** Required work **
Pick out every line below that has the word "dark" in it, and copy each one.

-- start of Data records --

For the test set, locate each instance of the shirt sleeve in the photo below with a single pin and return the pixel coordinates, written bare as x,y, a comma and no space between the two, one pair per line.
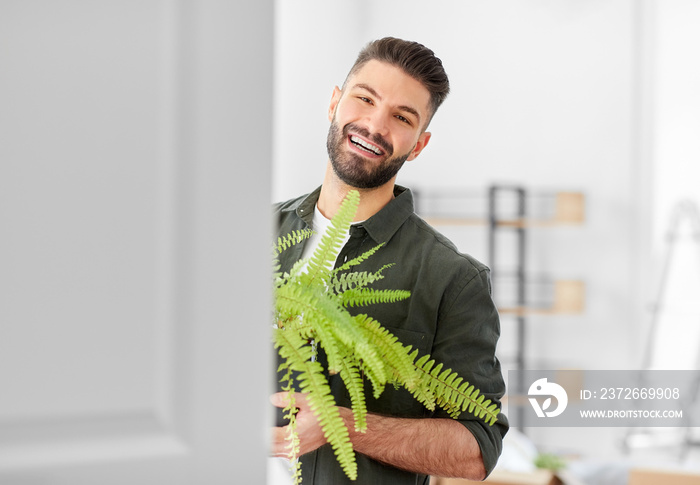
467,333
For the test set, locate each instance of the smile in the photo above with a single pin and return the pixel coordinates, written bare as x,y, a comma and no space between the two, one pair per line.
366,146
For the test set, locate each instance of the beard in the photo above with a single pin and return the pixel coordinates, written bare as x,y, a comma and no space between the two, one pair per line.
355,170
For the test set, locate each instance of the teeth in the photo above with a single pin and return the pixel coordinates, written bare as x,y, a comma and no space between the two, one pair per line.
365,145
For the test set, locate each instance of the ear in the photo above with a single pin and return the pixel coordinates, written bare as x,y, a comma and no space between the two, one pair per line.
337,93
423,140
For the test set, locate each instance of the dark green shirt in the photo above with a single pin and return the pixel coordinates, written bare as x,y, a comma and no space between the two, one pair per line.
449,315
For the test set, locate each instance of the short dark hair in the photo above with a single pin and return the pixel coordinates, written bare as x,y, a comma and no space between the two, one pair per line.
414,59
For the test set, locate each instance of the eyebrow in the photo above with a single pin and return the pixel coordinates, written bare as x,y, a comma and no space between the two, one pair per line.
374,93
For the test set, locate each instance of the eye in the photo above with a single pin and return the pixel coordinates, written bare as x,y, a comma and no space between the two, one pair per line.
403,119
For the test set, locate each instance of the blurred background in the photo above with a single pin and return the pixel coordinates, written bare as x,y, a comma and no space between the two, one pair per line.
141,143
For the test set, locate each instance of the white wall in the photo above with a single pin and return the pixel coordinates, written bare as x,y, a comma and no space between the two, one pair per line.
134,236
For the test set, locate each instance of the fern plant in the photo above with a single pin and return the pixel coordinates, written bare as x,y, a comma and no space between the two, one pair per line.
311,311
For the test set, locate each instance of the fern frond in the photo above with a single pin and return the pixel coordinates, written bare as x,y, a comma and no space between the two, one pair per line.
453,394
289,240
311,380
327,251
350,373
368,296
396,357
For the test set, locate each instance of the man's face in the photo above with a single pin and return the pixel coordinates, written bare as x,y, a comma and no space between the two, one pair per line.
377,124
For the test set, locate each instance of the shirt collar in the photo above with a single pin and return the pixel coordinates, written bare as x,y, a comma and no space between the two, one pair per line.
382,225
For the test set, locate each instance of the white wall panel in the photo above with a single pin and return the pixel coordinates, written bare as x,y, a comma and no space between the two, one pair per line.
121,307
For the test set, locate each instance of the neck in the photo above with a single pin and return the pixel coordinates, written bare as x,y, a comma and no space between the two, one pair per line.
334,191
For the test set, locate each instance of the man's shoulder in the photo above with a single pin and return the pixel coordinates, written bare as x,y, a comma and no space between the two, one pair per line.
290,205
434,241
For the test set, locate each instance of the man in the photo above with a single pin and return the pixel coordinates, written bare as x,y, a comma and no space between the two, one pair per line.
378,121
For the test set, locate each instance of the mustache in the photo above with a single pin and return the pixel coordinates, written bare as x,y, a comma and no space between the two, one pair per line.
375,138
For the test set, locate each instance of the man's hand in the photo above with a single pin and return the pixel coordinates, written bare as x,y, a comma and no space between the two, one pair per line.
441,447
309,431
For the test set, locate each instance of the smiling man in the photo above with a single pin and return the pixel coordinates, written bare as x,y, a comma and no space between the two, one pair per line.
379,121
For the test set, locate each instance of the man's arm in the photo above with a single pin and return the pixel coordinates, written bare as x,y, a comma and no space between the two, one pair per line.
439,447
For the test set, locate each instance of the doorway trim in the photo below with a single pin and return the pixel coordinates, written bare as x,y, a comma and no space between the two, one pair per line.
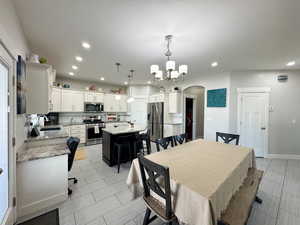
8,59
250,90
194,97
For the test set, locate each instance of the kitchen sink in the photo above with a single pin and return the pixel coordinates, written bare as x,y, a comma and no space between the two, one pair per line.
50,128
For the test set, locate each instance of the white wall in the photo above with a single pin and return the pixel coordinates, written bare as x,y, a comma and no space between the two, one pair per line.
12,35
82,84
284,124
215,119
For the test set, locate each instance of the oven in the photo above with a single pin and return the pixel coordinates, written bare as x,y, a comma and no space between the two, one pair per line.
93,107
94,133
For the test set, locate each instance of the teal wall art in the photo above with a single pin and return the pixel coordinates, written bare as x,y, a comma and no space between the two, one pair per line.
216,97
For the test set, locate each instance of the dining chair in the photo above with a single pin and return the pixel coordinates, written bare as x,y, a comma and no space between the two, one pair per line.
179,139
164,143
122,143
156,173
72,144
227,138
145,137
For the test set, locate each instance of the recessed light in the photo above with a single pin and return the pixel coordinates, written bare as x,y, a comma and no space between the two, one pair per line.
291,63
214,64
78,58
86,45
74,67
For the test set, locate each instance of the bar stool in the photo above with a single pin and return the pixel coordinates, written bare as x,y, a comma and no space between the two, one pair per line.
125,142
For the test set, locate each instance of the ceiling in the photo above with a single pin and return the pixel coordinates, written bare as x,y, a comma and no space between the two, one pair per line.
239,34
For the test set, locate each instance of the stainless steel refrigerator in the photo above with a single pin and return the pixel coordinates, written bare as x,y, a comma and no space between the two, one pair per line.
156,120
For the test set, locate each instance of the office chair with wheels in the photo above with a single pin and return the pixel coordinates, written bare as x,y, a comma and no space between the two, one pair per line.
72,144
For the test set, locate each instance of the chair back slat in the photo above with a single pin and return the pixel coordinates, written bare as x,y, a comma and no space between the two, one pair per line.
164,143
72,144
179,139
227,138
157,180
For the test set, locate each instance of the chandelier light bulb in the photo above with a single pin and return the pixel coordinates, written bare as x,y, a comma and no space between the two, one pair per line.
174,74
183,69
159,75
154,69
170,65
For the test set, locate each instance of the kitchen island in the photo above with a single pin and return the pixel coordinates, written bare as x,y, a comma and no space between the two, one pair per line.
110,134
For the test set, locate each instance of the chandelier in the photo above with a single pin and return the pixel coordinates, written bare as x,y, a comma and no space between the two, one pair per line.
171,73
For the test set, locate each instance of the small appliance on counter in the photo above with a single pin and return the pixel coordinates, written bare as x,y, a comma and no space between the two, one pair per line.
93,107
53,119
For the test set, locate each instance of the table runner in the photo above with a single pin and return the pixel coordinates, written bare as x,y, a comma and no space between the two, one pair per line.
204,177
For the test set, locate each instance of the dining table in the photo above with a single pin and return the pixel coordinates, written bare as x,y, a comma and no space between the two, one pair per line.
204,176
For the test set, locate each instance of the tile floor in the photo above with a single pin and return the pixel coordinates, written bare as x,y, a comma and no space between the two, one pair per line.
101,196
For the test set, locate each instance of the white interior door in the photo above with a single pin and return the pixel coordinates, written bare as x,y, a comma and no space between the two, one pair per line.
253,121
138,112
7,151
4,168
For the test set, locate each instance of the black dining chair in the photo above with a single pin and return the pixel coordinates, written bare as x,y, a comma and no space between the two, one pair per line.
180,139
156,173
126,142
164,143
145,137
72,144
227,138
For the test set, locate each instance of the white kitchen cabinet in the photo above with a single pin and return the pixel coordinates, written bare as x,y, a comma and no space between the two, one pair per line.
93,97
172,129
122,103
175,102
109,103
39,80
56,100
88,97
78,131
99,97
112,103
72,101
157,98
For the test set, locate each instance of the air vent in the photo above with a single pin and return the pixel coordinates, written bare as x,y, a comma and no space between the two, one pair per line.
282,78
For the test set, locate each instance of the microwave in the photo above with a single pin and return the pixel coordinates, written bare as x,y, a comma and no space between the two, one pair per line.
93,107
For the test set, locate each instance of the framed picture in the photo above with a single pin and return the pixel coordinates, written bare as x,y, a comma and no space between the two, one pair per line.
216,97
21,89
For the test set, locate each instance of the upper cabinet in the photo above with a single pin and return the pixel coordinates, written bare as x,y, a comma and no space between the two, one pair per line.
39,77
174,102
72,101
94,97
56,100
115,103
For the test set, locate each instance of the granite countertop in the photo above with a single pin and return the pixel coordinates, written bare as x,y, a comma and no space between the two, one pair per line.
41,152
46,135
123,129
72,123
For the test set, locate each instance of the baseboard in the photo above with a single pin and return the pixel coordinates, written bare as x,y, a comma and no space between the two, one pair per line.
27,211
283,156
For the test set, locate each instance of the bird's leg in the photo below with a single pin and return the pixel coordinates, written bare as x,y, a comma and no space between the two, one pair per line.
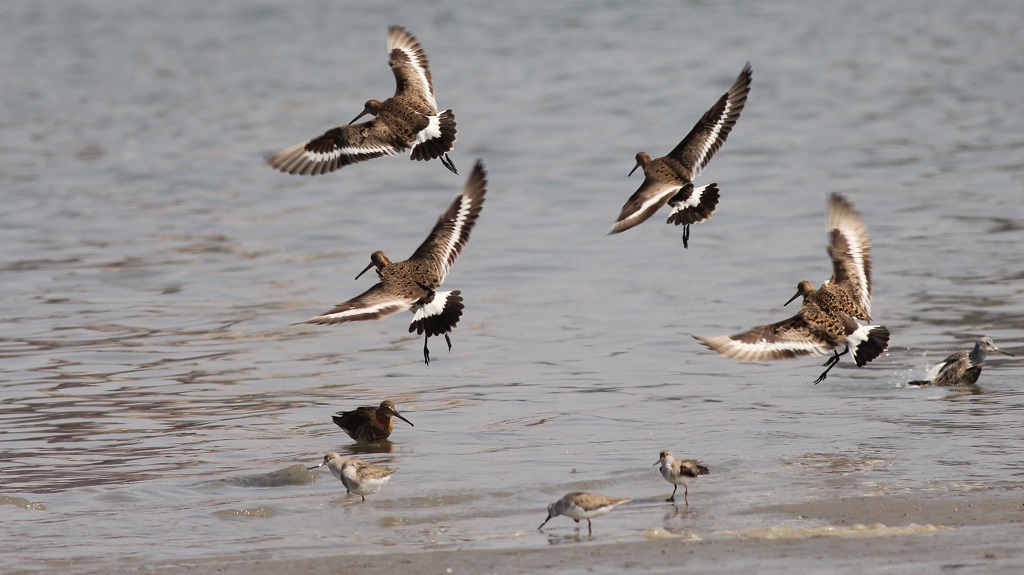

-- end of Data records --

** Task solution **
For the test set, locate each instance of the dark green shirt in the photo above with a single pin and return the pixel coordinates, written bare as x,y, a comma and no space between the two, one pair per line.
For the test set, locate each instance of the short dark hair in the photo above with a single pin and return the pixel coordinates, written bare as x,y, a comma and no space between the two, one pair per line.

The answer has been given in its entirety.